» Aim:
Would you retype, word for word, the line with "Would you kindly indicate the black wetsuit" and every line after it through the end of the records below?

» Listed entries:
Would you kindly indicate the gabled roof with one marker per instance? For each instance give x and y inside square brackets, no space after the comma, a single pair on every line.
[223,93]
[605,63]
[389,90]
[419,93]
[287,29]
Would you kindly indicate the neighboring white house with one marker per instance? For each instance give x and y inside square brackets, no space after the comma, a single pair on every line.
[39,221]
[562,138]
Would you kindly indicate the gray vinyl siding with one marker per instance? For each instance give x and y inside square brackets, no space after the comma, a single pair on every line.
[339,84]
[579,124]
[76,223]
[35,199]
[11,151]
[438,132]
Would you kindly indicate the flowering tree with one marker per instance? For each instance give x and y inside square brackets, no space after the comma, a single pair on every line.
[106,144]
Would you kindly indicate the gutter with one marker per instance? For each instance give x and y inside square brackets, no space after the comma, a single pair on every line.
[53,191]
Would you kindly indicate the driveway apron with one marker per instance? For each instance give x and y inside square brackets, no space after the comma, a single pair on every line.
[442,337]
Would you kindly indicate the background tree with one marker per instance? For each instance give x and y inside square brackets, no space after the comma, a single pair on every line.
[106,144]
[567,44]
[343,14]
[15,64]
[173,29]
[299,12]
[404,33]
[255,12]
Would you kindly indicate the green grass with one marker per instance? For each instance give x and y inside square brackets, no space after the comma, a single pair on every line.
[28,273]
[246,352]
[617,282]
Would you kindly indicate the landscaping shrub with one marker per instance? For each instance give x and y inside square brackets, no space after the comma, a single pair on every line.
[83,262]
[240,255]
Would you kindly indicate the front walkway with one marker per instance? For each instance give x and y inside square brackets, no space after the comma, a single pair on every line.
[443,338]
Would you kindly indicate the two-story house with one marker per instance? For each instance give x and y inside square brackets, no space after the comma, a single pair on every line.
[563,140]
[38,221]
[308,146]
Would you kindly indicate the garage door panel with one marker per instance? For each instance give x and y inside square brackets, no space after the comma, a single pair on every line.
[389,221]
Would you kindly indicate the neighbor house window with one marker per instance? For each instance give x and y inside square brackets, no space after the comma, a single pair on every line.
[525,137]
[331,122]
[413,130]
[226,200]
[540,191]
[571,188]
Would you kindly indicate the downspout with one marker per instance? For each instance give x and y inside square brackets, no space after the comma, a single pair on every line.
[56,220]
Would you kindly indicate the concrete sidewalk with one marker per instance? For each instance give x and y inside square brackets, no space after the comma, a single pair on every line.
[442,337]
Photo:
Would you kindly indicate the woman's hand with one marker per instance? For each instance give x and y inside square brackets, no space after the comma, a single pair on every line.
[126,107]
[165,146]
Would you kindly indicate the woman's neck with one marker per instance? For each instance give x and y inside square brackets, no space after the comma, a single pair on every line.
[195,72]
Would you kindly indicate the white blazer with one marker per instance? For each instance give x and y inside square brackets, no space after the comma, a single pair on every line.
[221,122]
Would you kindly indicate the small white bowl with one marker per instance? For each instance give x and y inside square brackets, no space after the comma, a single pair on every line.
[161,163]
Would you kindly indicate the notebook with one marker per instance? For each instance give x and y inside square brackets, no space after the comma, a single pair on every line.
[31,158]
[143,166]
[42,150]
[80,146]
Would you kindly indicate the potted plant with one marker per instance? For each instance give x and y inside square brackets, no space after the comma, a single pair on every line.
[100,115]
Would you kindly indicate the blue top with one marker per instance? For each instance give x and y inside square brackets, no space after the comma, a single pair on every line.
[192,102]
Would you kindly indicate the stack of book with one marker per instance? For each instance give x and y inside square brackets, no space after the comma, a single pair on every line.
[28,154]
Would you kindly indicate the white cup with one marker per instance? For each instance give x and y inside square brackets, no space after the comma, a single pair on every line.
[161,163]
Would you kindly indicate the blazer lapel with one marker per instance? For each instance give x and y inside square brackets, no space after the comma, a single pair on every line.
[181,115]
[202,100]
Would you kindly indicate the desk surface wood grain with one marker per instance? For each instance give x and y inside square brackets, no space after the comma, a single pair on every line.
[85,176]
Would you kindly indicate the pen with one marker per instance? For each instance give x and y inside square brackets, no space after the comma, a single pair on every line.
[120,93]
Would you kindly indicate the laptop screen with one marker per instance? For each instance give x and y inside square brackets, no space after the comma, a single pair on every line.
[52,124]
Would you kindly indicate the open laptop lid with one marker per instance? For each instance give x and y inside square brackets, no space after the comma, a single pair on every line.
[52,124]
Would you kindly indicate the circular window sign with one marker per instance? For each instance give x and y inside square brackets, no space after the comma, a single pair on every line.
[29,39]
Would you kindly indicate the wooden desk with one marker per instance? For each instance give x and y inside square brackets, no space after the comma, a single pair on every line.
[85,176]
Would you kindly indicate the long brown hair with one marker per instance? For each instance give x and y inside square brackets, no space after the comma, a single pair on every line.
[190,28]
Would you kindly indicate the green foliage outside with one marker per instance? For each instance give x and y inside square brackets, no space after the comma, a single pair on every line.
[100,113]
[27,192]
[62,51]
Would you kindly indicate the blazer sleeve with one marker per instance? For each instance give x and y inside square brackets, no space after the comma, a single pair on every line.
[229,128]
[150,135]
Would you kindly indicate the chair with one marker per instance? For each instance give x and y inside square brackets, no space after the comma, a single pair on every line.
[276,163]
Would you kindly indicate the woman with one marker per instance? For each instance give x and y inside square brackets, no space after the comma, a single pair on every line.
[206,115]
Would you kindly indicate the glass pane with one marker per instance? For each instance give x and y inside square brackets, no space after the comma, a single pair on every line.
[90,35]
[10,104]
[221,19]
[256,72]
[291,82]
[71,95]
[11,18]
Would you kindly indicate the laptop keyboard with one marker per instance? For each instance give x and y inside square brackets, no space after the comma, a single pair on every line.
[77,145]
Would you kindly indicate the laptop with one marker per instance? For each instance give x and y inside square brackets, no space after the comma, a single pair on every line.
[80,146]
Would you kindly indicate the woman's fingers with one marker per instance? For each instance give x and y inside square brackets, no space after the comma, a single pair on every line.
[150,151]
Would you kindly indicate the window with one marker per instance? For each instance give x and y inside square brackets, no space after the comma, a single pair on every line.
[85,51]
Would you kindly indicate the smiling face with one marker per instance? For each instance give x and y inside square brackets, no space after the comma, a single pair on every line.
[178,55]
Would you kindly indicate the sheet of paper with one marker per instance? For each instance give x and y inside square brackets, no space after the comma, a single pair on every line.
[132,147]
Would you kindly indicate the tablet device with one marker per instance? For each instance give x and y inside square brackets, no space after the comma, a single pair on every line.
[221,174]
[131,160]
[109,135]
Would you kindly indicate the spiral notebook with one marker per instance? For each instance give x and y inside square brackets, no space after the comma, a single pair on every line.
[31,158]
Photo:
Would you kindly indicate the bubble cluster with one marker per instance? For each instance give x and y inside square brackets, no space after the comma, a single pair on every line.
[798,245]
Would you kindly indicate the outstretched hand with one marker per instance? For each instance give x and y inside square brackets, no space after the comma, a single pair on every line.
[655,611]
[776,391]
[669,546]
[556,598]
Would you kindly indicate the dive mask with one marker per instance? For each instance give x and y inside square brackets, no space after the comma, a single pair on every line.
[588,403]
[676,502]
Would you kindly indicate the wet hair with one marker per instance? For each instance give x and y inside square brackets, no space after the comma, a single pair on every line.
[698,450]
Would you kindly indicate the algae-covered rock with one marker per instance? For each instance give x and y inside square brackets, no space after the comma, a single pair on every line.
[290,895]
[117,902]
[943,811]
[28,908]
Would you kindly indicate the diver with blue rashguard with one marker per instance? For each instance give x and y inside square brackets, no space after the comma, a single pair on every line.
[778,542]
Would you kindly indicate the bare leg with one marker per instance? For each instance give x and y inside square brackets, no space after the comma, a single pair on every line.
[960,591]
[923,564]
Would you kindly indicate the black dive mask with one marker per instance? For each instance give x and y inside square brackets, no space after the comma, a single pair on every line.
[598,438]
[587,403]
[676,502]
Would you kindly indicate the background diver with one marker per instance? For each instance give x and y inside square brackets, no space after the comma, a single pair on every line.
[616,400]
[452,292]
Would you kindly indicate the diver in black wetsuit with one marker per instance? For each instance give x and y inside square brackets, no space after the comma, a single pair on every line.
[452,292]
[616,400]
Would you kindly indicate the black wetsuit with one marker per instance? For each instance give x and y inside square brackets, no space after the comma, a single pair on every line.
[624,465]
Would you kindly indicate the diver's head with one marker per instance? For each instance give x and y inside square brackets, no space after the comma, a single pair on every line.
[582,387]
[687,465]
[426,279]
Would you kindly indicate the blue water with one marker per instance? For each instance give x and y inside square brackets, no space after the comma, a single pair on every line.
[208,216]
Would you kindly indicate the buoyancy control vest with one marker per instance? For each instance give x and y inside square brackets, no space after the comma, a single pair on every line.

» Task output:
Would you kindly indicate the black wetsuit with one marker per instance? For each instance give x and y inside square brackets, no space after the comma, a single pair on every line.
[624,465]
Would you kindly indicate the diver's head with one marker per instance? For each instance give x and y inside square brackets, no space after the comma, a single pair on every line.
[582,387]
[687,465]
[426,279]
Would you kindly indicate the blue water with one marker per instance? For each instance give x and y inside square brackets, no space after the comma, a single pair on every line.
[208,216]
Would you kindly indicate the buoyancy control vest with one marker per instance? For each instance give x and y inside square brackets, no space after the comma, a single pair on every line.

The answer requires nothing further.